======== DATA FOR THIS EXERCISE ========

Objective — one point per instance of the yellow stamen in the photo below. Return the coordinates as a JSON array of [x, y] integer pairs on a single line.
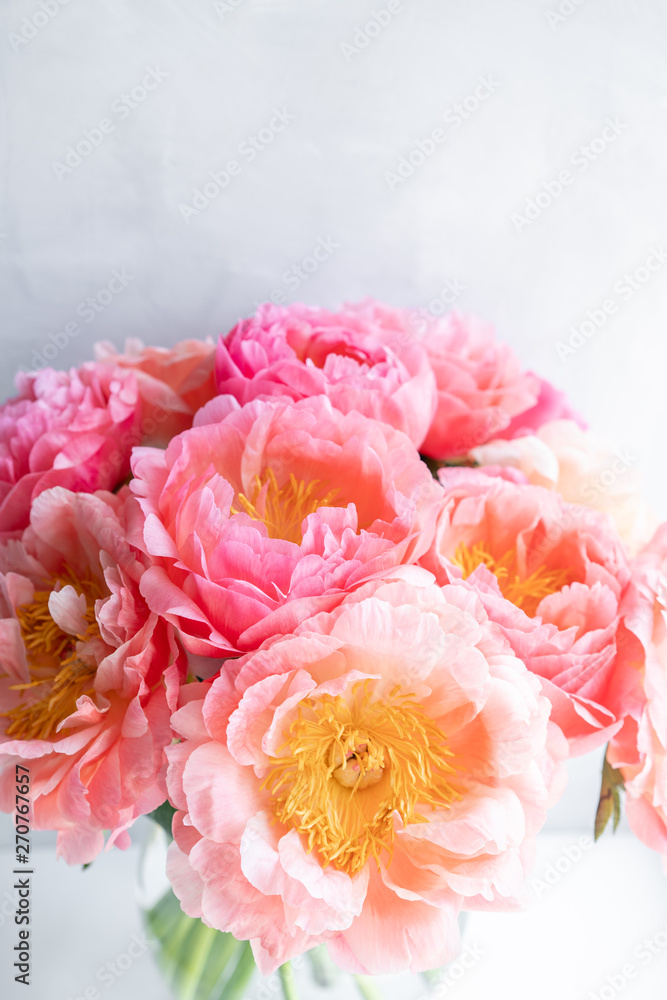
[[60, 671], [353, 763], [283, 508], [526, 591]]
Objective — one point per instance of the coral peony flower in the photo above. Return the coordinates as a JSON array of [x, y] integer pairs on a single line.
[[481, 385], [363, 358], [188, 369], [89, 674], [583, 468], [263, 513], [640, 749], [360, 781], [74, 429], [552, 575]]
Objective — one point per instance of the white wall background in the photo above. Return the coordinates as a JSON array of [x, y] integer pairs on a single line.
[[220, 70]]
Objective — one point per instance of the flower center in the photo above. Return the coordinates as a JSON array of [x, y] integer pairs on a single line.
[[283, 508], [60, 670], [526, 591], [350, 764]]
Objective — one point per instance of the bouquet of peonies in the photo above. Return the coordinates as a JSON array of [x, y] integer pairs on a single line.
[[339, 597]]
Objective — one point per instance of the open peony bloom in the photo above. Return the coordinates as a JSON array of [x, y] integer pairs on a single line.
[[583, 468], [481, 386], [88, 675], [73, 429], [640, 749], [187, 369], [76, 429], [552, 575], [263, 514], [363, 357], [360, 781]]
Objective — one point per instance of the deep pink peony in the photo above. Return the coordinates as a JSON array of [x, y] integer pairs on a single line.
[[89, 676], [481, 386], [640, 749], [552, 575], [363, 357], [262, 514], [187, 369], [362, 780], [75, 429]]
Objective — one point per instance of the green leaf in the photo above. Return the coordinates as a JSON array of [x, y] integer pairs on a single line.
[[610, 799], [198, 962], [434, 463], [163, 816]]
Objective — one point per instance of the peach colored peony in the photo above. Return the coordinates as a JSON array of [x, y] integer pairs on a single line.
[[187, 369], [583, 468], [88, 675], [552, 576], [481, 385], [640, 749], [362, 780], [363, 357], [73, 429], [262, 514]]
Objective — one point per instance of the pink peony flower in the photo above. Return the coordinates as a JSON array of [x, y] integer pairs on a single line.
[[89, 676], [481, 385], [360, 781], [363, 358], [583, 468], [187, 369], [74, 429], [552, 576], [640, 749], [262, 514]]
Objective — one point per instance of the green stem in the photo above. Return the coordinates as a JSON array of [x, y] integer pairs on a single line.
[[367, 988], [325, 972], [226, 946], [240, 977], [194, 966], [288, 982]]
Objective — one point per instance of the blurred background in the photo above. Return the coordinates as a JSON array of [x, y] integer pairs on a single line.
[[167, 166]]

========

INSTRUCTION: Copy out the material between the lines holding "Objective — one point per instance of the white" and "357], [360, 781]]", inclusive, with each request unchanged and every coordinate in the answers scaled by 1.85 and rounded to the nearest whole number, halves up.

REPLY TO THE EXERCISE:
Objective — one point per instance of the white wall background in the photo above. Return the coordinates as a JSON array of [x, y] integer pairs on a single line.
[[407, 130]]
Objective — one point per instance of the flower center in the photo above. Return the coordinates as a JSON array of [x, y] integer pairs on a single line.
[[524, 940], [111, 1240], [973, 1093], [648, 1413]]
Objective — one point per instance of the bouquet of peonies in the photo above. Return the coordinates as a JSON array of [x, y] integer pairs on a single line.
[[627, 1104]]
Objective — one point per instance of the open peony bloom in the photo above. Return the coordinates as a JSON array of [x, y] integer pairs on a single line.
[[1079, 866], [890, 714], [163, 1249], [135, 794], [1184, 1386], [346, 683], [141, 794], [1021, 1064], [487, 951], [672, 660], [666, 1445]]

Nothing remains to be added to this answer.